Source text:
----------

Saturday, 10 September 2011

Harsh fines for non-executive independent directors?

I noticed the following article in The Star, July 2, 2011:
http://biz.thestar.com.my/news/story.asp?file=/2011/7/2/business/9005490&sec=business

The writer, Datuk Jeyaraj Ratnaswamy, was chairman of the Audit committee of Golden Plus Holdings Bhd (GPlus), he was reprimanded and fined RM 200,000, the same as all fellow Board members. 

"To subject these directors to such hefty fines and penalties seem rather harsh, more so when they are not in any position to control events, which are mainly the domain of the executives. The members of the audit committee and in particular, the audit committee chairman, are there by reason of a Bursa Malaysia listing requirement. At least one of them must be a member of the Malaysian Institute of Accountants (MIA).
They are only able to play a role of advising at directors’ meetings and/or not approving questionable acts and transactions, but are never in a position to dictate when an act is to be accomplished by the company, for example, the issuance of quarterly financial statements, annual audited financial statements and the like.

----------

Goals:
1. In the post on fines for directors, what fine did Datuk Jeyaraj Ratnaswamy receive?
2. Please reproduce word for word the part of the post on fines for directors that opens with the words containing "The writer, Datuk" and closes with "fellow Board members.".

Data:
----------

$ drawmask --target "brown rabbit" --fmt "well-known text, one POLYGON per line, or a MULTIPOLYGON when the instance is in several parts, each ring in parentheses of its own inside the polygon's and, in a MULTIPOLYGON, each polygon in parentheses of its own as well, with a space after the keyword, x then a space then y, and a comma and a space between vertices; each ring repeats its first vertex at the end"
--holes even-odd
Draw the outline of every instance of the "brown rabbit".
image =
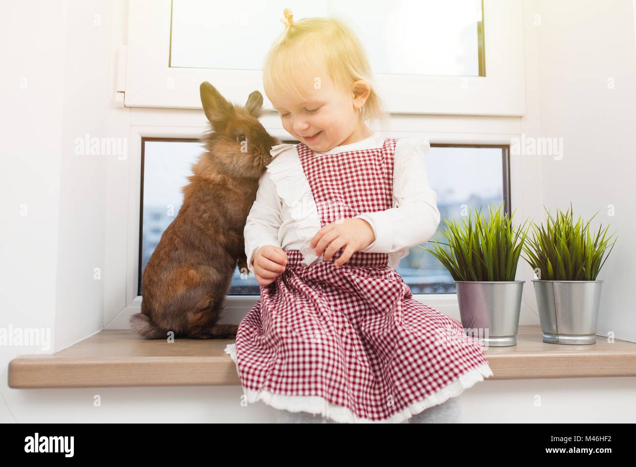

----------

Task-by-task answers:
1. RM 200,000, the same as all his fellow Board members.

2.
The writer, Datuk Jeyaraj Ratnaswamy, was chairman of the Audit committee of Golden Plus Holdings Bhd (GPlus), he was reprimanded and fined RM 200,000, the same as all fellow Board members.